(Text excerpt)

*-*-*

Why, then did he only catch 33 passes last year? A shoulder that wouldn’t stop popping out (he had offseason surgery) is one cause, but the other is that Trubisky missed him. A lot. Whether it was a missed read or a missed throw, he and Miller were not on the same page. Trubisky must improve his connection to the young receiver and his consistency for Miller to reach his full potential.

Not to be forgotten is Gabriel, who was a consistent third down target and is NOT a slot receiver – both Miller and Robinson played inside the numbers on a higher percentage of snaps than Gabriel. His yards per catch wasn’t where the Bears would like it to be, though as he will point out, corners were playing off coverage against him constantly – as they well should be.

The Bears did not plan on taking a receiver with their fourth-round pick, but Ridley was too good to pass up that late. He is a potential starter when Gabriel and/or Robinson is/are gone, but for now, his role is explained in this video.

And finally, Patterson, who is a big-play threat anywhere he lines up, and he will line up anywhere. He started at running back for two games in New England, so his carries total is inflated. Typically, his ideal season-long role is one to five touches per game – run, pass, or one of the plays explained in this video.

Why did I research, write, record, and produce two full-length videos on the Bears’ fourth and fifth receivers? It remains one of history’s greatest unknowns.

Key Training Camp Battle: Who makes the 53?

Ordinarily, teams only keep six receivers on their rosters, and the Bears have five stone-cold locks. That leaves one spot available for the special-teams speedster Hall (essentially Josh Bellamy‘s replacement), the large and developing Wims, or the explosive but injury-prone other Hall.

Or… does it? Ryan Pace has said he might be flexible here because the Bears don’t want to lose any of these players. Keeping seven receivers and only three backs (sans Kerrith Whyte) is an option, as is a redshirt year for the Mizzou product Hall, who comes to the team with existing ailments. Maybe both, if Wims continues to show promise. One thing is for sure – attempting to sneak either the younger Hall or Wims on the practice squad probably isn’t going to end as they hope it will.

*-*-*

(Action item A)
Copy word for word the part of the text about the Bears' receivers starting at "Why, then did" and ending at "his full potential.".
(Action item B)
In the text about the Bears' receivers, how many receivers do teams ordinarily keep on their rosters?

*-*-*

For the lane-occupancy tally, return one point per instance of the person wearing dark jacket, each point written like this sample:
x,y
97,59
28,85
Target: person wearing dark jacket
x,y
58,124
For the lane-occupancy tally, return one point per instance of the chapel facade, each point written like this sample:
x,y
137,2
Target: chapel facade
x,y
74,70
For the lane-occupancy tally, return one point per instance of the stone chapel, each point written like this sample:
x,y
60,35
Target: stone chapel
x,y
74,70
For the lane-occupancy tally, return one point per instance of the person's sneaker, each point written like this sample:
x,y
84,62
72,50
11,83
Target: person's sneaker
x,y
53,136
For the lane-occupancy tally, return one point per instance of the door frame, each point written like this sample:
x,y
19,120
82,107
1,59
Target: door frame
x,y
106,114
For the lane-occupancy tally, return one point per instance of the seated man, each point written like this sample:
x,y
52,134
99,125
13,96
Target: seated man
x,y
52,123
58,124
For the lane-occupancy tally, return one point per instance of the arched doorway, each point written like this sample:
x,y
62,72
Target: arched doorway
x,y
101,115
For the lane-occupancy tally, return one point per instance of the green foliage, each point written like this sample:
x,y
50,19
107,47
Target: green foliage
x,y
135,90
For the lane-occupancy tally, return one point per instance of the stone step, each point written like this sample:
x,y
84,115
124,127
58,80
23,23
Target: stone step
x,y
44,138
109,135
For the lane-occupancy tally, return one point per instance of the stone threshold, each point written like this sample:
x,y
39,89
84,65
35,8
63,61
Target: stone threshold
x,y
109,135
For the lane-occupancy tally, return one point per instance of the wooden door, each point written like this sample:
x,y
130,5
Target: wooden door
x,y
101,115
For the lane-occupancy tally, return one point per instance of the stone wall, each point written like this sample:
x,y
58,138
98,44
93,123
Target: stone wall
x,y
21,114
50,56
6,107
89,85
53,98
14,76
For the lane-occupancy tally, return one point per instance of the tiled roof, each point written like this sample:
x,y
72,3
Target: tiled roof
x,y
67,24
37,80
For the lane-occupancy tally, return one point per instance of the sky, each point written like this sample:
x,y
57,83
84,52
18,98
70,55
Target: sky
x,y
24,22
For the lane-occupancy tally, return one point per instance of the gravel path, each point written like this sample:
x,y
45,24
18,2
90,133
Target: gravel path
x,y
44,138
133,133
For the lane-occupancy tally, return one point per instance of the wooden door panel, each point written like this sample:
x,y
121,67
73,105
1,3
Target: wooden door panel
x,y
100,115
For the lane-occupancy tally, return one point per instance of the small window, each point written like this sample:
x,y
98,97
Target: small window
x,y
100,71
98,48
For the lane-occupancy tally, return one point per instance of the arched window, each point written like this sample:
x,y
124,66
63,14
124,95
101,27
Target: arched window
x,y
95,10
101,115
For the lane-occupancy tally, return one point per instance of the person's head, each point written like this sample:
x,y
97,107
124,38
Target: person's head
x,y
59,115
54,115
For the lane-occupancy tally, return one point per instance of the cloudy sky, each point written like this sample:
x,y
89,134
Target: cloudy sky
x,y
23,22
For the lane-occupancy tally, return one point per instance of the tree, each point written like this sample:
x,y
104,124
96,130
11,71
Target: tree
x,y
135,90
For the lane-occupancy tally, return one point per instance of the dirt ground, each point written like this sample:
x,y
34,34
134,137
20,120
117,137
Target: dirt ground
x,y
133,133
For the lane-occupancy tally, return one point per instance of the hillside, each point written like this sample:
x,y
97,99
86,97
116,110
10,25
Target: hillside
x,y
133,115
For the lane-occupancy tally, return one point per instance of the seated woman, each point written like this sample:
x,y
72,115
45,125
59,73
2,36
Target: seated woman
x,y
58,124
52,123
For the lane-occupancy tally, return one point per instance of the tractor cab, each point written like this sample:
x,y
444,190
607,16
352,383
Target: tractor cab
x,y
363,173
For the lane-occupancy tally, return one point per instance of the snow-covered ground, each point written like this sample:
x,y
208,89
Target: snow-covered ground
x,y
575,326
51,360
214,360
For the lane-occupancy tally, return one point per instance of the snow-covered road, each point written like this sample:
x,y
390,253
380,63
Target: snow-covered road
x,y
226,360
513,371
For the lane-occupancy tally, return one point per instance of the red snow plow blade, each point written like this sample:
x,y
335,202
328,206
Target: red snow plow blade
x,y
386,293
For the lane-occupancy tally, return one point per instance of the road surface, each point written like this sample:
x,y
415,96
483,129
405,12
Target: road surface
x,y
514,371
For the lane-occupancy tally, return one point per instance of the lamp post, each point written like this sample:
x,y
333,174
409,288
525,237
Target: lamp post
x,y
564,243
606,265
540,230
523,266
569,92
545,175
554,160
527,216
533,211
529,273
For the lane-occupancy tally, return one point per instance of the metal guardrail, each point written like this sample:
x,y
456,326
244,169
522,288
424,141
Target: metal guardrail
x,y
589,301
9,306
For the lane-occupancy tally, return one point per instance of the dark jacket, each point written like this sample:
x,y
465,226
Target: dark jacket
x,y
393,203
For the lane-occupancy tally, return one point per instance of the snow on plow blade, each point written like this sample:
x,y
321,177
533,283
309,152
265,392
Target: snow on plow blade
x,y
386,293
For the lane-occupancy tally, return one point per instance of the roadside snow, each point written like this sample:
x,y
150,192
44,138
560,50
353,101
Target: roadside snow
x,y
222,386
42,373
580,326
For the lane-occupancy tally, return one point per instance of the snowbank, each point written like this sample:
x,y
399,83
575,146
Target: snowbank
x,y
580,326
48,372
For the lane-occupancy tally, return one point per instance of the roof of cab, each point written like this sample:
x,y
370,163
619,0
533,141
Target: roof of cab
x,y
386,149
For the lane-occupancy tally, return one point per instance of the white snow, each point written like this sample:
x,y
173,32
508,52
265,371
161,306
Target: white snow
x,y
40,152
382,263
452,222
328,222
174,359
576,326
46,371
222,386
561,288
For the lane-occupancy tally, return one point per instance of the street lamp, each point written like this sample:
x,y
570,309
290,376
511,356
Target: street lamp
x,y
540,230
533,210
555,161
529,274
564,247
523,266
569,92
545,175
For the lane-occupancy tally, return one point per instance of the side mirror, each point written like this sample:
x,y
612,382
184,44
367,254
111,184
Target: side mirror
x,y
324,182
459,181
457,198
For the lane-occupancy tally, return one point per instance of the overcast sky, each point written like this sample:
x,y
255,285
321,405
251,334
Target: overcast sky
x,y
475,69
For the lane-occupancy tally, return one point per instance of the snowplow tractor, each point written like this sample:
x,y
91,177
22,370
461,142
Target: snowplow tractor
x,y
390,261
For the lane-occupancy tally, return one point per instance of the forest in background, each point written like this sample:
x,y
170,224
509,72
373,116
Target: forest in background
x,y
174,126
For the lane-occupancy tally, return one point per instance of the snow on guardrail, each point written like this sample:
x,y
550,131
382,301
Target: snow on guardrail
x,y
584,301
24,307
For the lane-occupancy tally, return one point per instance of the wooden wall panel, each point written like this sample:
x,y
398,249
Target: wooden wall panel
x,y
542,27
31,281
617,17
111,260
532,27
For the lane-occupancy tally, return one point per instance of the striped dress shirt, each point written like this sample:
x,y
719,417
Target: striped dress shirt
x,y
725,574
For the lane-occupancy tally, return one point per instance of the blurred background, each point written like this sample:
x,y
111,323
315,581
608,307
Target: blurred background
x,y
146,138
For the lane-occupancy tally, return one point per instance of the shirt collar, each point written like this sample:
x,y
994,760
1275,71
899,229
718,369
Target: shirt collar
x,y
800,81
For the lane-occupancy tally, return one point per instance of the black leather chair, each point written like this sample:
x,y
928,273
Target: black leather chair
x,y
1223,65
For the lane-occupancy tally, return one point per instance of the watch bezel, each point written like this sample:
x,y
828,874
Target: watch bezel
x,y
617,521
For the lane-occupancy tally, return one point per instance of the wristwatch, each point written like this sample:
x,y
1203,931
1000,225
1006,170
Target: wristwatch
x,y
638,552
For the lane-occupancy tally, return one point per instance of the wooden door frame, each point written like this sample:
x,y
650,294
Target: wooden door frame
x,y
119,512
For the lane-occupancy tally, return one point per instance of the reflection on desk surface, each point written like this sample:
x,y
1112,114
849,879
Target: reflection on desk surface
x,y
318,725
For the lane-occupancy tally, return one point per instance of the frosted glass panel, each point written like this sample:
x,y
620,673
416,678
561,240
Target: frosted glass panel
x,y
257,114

*-*-*

(Written answer A)
Why, then did he only catch 33 passes last year? A shoulder that wouldn’t stop popping out (he had offseason surgery) is one cause, but the other is that Trubisky missed him. A lot. Whether it was a missed read or a missed throw, he and Miller were not on the same page. Trubisky must improve his connection to the young receiver and his consistency for Miller to reach his full potential.

(Written answer B)
Six.